Data section =>
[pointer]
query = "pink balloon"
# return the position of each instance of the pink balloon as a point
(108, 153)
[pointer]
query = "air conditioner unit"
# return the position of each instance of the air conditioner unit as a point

Set problem => Pick out each line above that contains the word "instance" and copy those lines in full.

Exercise result =>
# return the position of each instance of the pink balloon as a point
# return the position of each instance of the air conditioner unit as a point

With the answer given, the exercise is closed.